> _Problem to work on_
Only the lines from the one containing "Where can you spot the wet" through the end of the entries should be repeated, exactly as they appear, first and last included.

> _Input data_

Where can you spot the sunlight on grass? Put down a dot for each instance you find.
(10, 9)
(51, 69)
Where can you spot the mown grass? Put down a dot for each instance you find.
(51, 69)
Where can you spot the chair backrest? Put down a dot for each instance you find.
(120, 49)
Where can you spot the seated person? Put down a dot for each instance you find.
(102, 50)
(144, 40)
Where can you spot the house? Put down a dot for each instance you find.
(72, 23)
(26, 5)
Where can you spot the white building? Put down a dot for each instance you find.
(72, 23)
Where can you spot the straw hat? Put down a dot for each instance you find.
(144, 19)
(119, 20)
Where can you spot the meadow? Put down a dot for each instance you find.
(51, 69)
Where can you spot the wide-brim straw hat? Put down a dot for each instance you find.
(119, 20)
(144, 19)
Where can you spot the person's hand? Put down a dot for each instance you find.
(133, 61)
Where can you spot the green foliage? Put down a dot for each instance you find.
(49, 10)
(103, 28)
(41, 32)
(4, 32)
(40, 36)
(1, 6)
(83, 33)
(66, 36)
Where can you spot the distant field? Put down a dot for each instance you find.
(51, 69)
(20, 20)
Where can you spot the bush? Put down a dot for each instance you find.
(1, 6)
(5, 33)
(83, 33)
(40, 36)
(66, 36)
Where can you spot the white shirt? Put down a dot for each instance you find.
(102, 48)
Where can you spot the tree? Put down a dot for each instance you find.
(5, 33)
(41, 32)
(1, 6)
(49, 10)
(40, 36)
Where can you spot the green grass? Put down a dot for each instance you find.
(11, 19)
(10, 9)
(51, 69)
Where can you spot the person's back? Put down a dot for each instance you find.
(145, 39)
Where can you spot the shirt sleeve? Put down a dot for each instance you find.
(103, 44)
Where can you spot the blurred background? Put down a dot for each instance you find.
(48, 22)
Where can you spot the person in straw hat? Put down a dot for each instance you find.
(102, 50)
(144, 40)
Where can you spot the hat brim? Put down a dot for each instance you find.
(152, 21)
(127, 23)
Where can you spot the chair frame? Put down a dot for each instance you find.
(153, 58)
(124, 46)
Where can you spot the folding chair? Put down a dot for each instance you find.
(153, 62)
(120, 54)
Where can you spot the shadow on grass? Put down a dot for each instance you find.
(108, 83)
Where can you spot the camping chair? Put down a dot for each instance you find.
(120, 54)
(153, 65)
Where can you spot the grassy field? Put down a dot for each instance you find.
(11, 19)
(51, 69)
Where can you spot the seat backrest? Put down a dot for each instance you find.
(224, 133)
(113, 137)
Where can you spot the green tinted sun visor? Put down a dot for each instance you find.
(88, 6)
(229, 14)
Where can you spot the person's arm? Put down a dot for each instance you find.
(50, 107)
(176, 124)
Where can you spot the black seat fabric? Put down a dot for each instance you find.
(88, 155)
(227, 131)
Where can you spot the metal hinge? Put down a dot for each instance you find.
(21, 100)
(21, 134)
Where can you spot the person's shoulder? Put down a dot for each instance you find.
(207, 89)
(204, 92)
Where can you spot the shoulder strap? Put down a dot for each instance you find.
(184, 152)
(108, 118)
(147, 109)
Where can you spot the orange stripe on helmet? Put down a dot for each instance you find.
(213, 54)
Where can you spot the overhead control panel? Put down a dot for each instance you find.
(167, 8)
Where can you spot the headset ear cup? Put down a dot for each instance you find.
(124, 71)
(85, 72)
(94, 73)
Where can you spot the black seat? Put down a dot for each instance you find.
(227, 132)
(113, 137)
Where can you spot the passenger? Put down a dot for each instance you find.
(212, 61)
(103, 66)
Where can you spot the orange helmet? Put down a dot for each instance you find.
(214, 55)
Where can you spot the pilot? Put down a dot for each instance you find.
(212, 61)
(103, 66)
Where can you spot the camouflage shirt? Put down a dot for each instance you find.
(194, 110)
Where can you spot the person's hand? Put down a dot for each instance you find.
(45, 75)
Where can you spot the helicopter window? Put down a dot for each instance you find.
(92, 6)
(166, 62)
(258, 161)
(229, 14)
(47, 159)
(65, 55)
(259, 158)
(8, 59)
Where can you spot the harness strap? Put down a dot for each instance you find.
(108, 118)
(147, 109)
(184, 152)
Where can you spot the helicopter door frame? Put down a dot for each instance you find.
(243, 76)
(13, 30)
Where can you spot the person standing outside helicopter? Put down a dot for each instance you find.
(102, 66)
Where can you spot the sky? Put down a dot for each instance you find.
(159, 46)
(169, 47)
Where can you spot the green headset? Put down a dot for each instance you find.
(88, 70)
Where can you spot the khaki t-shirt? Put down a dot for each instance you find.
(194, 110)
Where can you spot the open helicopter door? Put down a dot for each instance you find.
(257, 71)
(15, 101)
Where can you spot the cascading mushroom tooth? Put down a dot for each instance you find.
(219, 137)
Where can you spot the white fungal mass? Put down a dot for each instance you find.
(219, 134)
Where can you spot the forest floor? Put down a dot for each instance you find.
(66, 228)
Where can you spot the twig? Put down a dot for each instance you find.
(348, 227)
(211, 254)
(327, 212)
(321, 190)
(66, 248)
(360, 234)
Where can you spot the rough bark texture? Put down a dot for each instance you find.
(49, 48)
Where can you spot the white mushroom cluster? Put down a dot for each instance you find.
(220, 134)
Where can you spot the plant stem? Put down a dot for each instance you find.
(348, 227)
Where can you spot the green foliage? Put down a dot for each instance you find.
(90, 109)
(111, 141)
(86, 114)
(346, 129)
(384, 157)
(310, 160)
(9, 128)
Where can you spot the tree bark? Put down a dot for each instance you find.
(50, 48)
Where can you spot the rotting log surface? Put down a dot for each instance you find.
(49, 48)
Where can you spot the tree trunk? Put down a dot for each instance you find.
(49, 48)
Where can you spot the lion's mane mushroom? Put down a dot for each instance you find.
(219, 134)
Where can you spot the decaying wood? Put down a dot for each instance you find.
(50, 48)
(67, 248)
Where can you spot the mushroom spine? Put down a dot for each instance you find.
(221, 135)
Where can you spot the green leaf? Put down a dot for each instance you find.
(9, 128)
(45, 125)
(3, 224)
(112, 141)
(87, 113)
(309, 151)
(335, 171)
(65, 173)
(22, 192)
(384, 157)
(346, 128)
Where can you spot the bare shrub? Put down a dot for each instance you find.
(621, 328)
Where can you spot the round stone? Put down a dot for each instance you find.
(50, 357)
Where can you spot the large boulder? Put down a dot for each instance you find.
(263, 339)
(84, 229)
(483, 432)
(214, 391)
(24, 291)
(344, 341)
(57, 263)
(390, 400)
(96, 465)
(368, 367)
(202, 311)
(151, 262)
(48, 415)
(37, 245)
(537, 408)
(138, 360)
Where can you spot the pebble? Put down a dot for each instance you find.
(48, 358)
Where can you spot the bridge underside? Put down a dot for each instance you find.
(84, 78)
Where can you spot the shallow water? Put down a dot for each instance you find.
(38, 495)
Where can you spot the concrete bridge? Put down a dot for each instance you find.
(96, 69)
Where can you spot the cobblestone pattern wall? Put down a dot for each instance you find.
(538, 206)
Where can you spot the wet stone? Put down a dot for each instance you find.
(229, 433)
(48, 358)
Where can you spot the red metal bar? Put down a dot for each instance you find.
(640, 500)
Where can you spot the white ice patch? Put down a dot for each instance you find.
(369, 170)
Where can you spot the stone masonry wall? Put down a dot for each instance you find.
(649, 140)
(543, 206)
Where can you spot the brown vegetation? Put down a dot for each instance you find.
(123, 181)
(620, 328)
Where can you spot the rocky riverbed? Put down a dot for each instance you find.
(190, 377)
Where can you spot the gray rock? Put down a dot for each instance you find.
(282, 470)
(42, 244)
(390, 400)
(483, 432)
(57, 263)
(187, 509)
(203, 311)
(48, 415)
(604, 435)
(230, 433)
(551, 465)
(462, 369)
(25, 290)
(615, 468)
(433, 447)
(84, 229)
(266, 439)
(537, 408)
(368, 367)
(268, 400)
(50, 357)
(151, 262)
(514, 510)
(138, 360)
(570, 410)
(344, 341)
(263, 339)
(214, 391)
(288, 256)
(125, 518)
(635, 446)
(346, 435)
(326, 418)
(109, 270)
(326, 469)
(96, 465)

> _Complete output_
Where can you spot the wet stone? Put down a dot for each instance you find.
(229, 433)
(48, 358)
Where can you spot the red metal bar? Put down a dot for each instance you find.
(640, 500)
Where can you spot the white ice patch? Put down a dot for each instance you find.
(369, 170)
Where can you spot the stone masonry wall? Put down a dot for each instance you find.
(649, 140)
(543, 206)
Where can you spot the brown vegetation? Put down a dot for each instance you find.
(123, 181)
(620, 328)
Where can you spot the rocky riverbed? Put down a dot for each instance you find.
(190, 377)
Where can you spot the gray rock? Put down a dot for each instance you find.
(282, 470)
(42, 244)
(390, 400)
(483, 432)
(57, 263)
(187, 509)
(203, 311)
(48, 415)
(604, 435)
(230, 433)
(551, 465)
(462, 369)
(25, 290)
(615, 468)
(433, 447)
(84, 229)
(266, 439)
(537, 408)
(368, 367)
(268, 400)
(50, 357)
(151, 262)
(514, 510)
(138, 360)
(570, 410)
(344, 341)
(263, 339)
(214, 391)
(288, 256)
(125, 518)
(635, 446)
(346, 435)
(326, 418)
(109, 270)
(326, 469)
(96, 465)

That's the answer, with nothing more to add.